* [TASK SET]
1. Answer these questions from the article on Susan Wojcicki stepping down as YouTube CEO:
(a) In what year did Wojcicki take the lead at YouTube?
(b) Since what year has Neal Mohan been at YouTube?
(c) Which two graduate students rented Wojcicki's garage?
2. List every person named in the article on Susan Wojcicki stepping down as YouTube CEO.
═══ EXCERPTED TEXT
YouTube CEO Susan Wojcicki announced she is stepping down. Her replacement is YouTube Chief Product Officer Neal Mohan, who has been at YouTube since 2015.

Wojcicki has been part of Google for almost 25 years, ever since she rented her garage to graduate students Larry Page and Sergei Brin and decided to join their fledgling company. Over the years she has been involved in marketing, developing image, book and video search, acquiring YouTube and ad company Doubleclick and was the Senior Vice President of Ads. She took the lead at YouTube in 2014.

She had a difficult job balancing the interests of creators, advertisers and viewers. As noted by James Hale at Tubefilter, she “led YouTube through what was by far its most turbulent and growth-filled decade of existence.”

As one social media marketing consultant noted “... while there were things that upset creators and fans alike, like demonetization videos or removing dislikes, it felt like she was steering the ship toward a North Star versus chasing other platforms or content trends.”

The new head of YouTube Neal Mohan is a long time associate of Wojcicki, has worked on the ads side of the business, and has long supported creators.
══════
═══ DATA LISTING
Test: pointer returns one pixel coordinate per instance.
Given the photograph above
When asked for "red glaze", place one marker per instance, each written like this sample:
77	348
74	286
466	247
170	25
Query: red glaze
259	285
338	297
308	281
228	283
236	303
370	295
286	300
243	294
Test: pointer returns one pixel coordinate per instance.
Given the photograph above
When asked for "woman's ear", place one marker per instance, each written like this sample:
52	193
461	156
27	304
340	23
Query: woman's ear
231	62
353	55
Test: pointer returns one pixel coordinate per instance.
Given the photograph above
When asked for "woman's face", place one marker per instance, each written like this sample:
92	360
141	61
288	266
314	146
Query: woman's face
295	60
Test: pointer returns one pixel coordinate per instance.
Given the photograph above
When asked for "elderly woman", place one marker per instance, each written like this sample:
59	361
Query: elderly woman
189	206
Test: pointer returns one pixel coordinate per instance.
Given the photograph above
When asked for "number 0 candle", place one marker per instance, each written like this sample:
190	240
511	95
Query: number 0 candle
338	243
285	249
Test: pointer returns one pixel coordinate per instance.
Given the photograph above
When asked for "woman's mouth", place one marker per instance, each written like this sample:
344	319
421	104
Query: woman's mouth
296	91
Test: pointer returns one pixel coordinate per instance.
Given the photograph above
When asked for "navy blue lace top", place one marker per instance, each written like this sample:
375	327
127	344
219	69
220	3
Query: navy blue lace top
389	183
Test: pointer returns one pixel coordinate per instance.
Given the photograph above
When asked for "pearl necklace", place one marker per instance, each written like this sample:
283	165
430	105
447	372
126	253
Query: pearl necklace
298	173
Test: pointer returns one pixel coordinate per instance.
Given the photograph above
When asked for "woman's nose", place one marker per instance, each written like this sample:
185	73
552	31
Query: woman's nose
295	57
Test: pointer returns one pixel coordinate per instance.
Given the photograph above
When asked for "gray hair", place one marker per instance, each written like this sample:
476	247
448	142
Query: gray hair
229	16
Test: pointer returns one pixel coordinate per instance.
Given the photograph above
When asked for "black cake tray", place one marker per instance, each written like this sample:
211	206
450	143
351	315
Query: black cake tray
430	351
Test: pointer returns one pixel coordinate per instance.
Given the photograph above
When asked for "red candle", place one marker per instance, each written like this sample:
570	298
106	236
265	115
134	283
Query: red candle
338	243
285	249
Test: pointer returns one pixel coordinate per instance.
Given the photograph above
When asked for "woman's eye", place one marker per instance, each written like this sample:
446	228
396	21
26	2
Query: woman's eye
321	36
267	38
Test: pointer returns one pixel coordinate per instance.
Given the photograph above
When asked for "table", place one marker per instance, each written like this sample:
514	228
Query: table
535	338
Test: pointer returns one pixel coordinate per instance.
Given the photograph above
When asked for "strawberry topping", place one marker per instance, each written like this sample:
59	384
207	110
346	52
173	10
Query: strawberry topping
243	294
══════
* [ANSWER LIST]
1.
(a) 2014
(b) 2015
(c) Larry Page and Sergei Brin

2.
Susan Wojcicki
Neal Mohan
Larry Page
Sergei Brin
James Hale